• [What is required] Reproduce unchanged the part of the records that opens with the line containing "of the cracked" and closes with the last line of the records, leaving the pictures out of your answer.

• [Given information]
============================================================
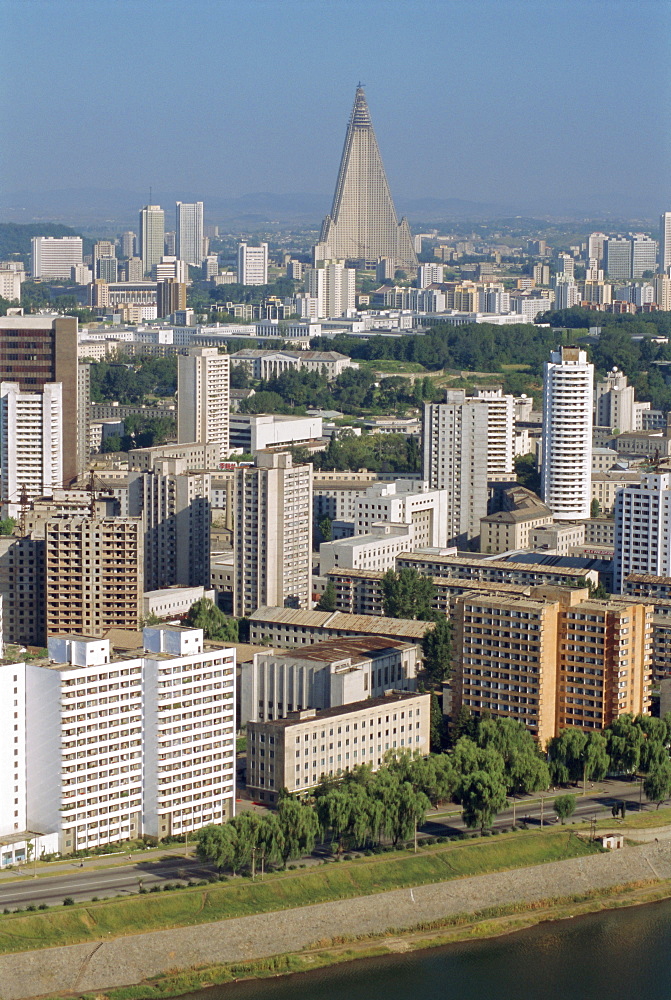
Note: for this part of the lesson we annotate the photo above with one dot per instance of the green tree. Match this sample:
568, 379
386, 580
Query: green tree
437, 651
205, 614
564, 806
657, 782
327, 601
408, 594
482, 796
299, 828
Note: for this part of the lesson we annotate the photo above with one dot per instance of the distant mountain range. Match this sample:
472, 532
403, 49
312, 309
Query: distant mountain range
98, 210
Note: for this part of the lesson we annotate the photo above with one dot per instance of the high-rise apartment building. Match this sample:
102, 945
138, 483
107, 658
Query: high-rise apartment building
595, 245
252, 264
203, 398
54, 257
567, 434
93, 574
128, 244
665, 242
175, 506
273, 534
151, 240
31, 443
189, 230
617, 258
643, 528
332, 285
363, 225
35, 350
135, 778
466, 442
552, 660
644, 251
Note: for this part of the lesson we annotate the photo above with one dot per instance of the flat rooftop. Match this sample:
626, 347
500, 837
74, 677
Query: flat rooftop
393, 698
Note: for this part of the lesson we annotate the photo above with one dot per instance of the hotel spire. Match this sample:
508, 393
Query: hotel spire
363, 225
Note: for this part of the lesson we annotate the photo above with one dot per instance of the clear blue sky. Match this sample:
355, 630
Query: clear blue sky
524, 102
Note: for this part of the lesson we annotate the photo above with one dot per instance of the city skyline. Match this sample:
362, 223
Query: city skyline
495, 128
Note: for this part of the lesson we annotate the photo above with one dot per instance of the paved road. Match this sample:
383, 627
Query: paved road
84, 883
81, 884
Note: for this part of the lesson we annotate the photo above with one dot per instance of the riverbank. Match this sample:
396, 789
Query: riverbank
339, 930
492, 923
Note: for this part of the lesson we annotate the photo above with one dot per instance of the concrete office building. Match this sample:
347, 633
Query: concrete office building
336, 672
567, 434
151, 240
273, 534
31, 444
252, 264
175, 508
41, 349
93, 574
467, 441
54, 257
362, 225
296, 752
405, 501
203, 398
642, 528
552, 660
189, 230
135, 779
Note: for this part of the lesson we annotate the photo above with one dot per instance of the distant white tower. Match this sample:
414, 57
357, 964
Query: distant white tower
363, 225
665, 242
31, 436
189, 230
252, 264
152, 234
567, 434
203, 398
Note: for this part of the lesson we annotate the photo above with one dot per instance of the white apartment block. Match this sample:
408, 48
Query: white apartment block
567, 434
203, 398
376, 550
189, 230
295, 753
333, 286
466, 442
54, 257
31, 443
273, 534
151, 243
324, 675
252, 264
405, 501
642, 527
111, 747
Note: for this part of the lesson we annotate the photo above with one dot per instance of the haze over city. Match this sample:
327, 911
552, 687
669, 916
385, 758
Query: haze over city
515, 107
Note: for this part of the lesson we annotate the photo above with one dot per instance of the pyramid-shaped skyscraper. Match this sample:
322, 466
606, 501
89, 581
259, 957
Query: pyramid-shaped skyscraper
363, 225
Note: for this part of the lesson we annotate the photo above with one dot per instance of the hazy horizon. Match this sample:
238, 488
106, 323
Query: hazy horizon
522, 107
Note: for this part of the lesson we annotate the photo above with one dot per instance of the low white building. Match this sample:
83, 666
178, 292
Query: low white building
256, 432
377, 549
111, 747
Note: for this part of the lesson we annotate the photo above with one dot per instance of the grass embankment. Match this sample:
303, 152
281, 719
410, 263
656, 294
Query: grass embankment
492, 922
283, 890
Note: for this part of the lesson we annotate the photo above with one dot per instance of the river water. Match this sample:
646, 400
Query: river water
617, 955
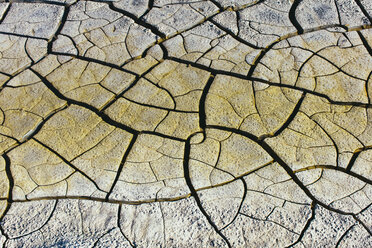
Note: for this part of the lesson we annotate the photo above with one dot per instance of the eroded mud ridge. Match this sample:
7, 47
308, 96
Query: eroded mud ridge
167, 123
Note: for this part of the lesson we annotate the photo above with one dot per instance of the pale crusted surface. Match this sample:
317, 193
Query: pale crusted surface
159, 123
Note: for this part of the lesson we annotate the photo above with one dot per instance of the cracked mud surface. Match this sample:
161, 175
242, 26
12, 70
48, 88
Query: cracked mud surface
167, 123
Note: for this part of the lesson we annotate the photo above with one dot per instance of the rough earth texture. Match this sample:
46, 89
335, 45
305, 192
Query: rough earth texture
167, 123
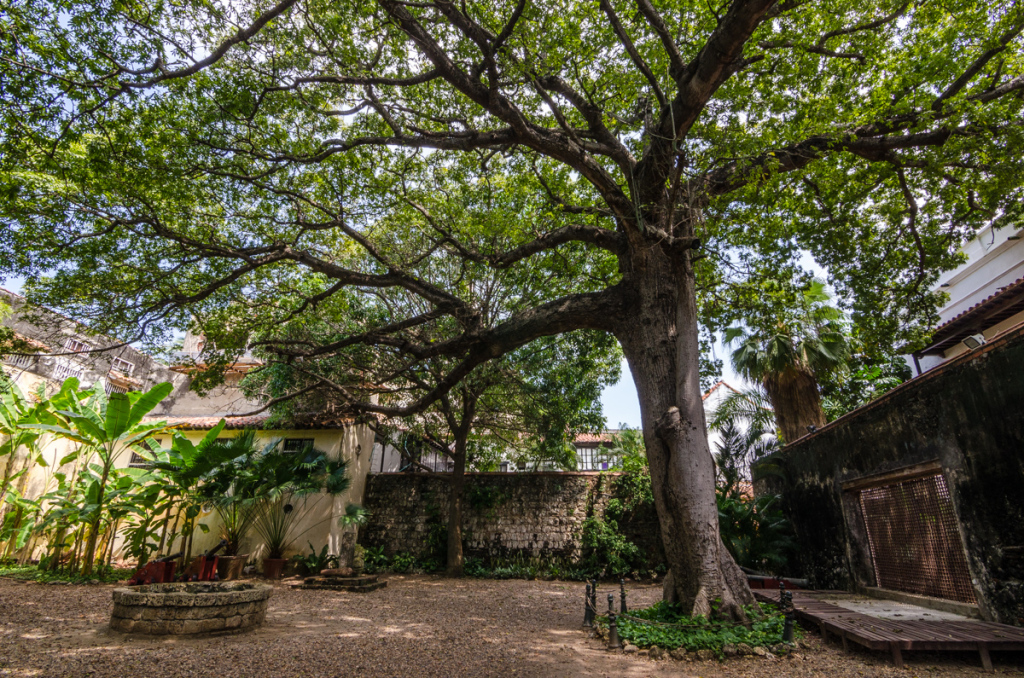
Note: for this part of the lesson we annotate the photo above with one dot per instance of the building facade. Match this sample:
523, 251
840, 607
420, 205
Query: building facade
69, 349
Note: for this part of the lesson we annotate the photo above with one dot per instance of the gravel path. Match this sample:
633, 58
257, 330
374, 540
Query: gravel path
417, 627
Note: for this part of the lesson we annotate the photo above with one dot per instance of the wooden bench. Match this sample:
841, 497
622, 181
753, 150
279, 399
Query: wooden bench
897, 636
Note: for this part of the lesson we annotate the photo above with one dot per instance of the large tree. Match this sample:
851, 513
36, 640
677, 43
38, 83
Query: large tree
162, 159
============================================================
• [Task result]
Note: for this part of the lesson we annotate the photo above with one dot per instance of the cracked mud surface. Match this sample:
161, 175
242, 26
12, 70
48, 88
Query: cracked mud surface
167, 123
Note: for this part of the lesson we annotate the photo above with one dot per instance of the rough earth texture. Match this sample:
46, 89
335, 45
305, 192
Query: rough earth texture
167, 123
Note: for this part of the lesson we annotate the photo above with one dot per instance of the building facade. Match this sample:
523, 251
840, 607
420, 205
Query: building facade
69, 349
Note: for this part of the lesson we annotate the photo above with one dot per instance of the gravel path. Match this sample:
633, 58
257, 330
374, 540
Query: gravel path
417, 627
Note: for this part of the lesson we annotate the photo above with one dot per instance of the wooden bench. Match this sample:
841, 497
622, 181
753, 150
279, 399
Query: wooden bench
897, 636
Note: for this part of the lesson we annotate the photo above with one dot per instance of the large tree. Match this sample:
851, 513
36, 640
677, 43
38, 83
Query: large tree
162, 159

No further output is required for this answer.